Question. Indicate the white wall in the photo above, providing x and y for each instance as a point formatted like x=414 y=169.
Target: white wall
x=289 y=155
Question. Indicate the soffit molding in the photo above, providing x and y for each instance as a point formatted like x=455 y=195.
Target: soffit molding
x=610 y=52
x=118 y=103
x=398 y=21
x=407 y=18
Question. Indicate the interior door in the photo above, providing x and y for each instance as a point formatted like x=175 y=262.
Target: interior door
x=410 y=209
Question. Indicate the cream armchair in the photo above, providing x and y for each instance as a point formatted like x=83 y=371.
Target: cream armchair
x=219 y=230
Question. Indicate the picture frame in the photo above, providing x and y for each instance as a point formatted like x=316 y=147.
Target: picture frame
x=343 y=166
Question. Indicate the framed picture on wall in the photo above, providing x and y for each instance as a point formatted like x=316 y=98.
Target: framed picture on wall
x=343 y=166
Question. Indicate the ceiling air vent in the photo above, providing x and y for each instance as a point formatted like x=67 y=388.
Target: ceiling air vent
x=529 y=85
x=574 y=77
++++++++
Reproduce all of the rows above in full, including the requests, and offset every x and y coordinate in the answer points by adding 20 to it. Leave the numbers in the requests and in their format samples unchanged.

▶ _Solution to this exercise_
Question. Indicate the white wall in the photo above, providing x and y for each instance as a point formatted like x=414 y=169.
Target: white wall
x=309 y=175
Question. Indicate the soffit molding in the photo above, providing x and y for each instance as a point formatted like x=455 y=195.
Target: soffit molding
x=630 y=72
x=138 y=123
x=418 y=41
x=427 y=38
Question. Indicate the interior door in the photo above, providing x and y for each instance as a point formatted like x=175 y=262.
Target: interior door
x=430 y=229
Question. Indicate the cream armchair in the photo above, providing x and y for each instance as a point formatted like x=83 y=371.
Target: cream armchair
x=239 y=250
Question. Indicate the picture frame in the photo above, providing x and y for each instance as a point formatted like x=316 y=147.
Target: picture frame
x=363 y=186
Question. Indicate the framed picture on wall in the photo above, providing x and y for each instance as a point formatted like x=316 y=98.
Target: framed picture on wall
x=363 y=186
Question. Indicate the ceiling air vent in the photo above, providing x and y for each instance as a point formatted like x=67 y=388.
Target: ceiling air vent
x=549 y=105
x=594 y=97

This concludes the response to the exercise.